**Page extract:**
Okay, I'm looking for a little advice.
My first horse, Pistol, is a great horse, even if he is spooky, bullheaded, and not that well trained. He lives in a 5-10 acre pasture, all to himself. The only animals that he really has to socialize with are the dogs, which he aren't fond of.
That's why we want to get another horse so he will have a buddy.
Our pasture isn't goat-proof, so that's out of the picture. Besides, a calm horse would be great to have for my inexperienced friend to ride, and for my little cousins, many of whom seem interested in horses... I can think of two or three, anyway. LOL. Anyway, the pasture mate is going to be a horse.
That stated, my horse tends to be low in the pecking order, or so he was when he was in his previous home. When we got him, he had several bite marks from his fellows.
He is probably so low in the pecking order because he is short, at 14.2 hands high. That is where our problem is.

**Objectives:**
• A. In the post about Pistol, reproduce the passage that begins at the words "Okay, I'm looking" and stops after "be a horse.".
• B. How tall is Pistol, according to the post about Pistol?

**Data block:**
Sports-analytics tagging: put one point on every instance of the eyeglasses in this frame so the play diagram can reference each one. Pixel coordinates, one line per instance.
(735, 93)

**Expected responses:**
• A.
Okay, I'm looking for a little advice.
My first horse, Pistol, is a great horse, even if he is spooky, bullheaded, and not that well trained. He lives in a 5-10 acre pasture, all to himself. The only animals that he really has to socialize with are the dogs, which he aren't fond of.
That's why we want to get another horse so he will have a buddy.
Our pasture isn't goat-proof, so that's out of the picture. Besides, a calm horse would be great to have for my inexperienced friend to ride, and for my little cousins, many of whom seem interested in horses... I can think of two or three, anyway. LOL. Anyway, the pasture mate is going to be a horse.

• B. 14.2 hands high.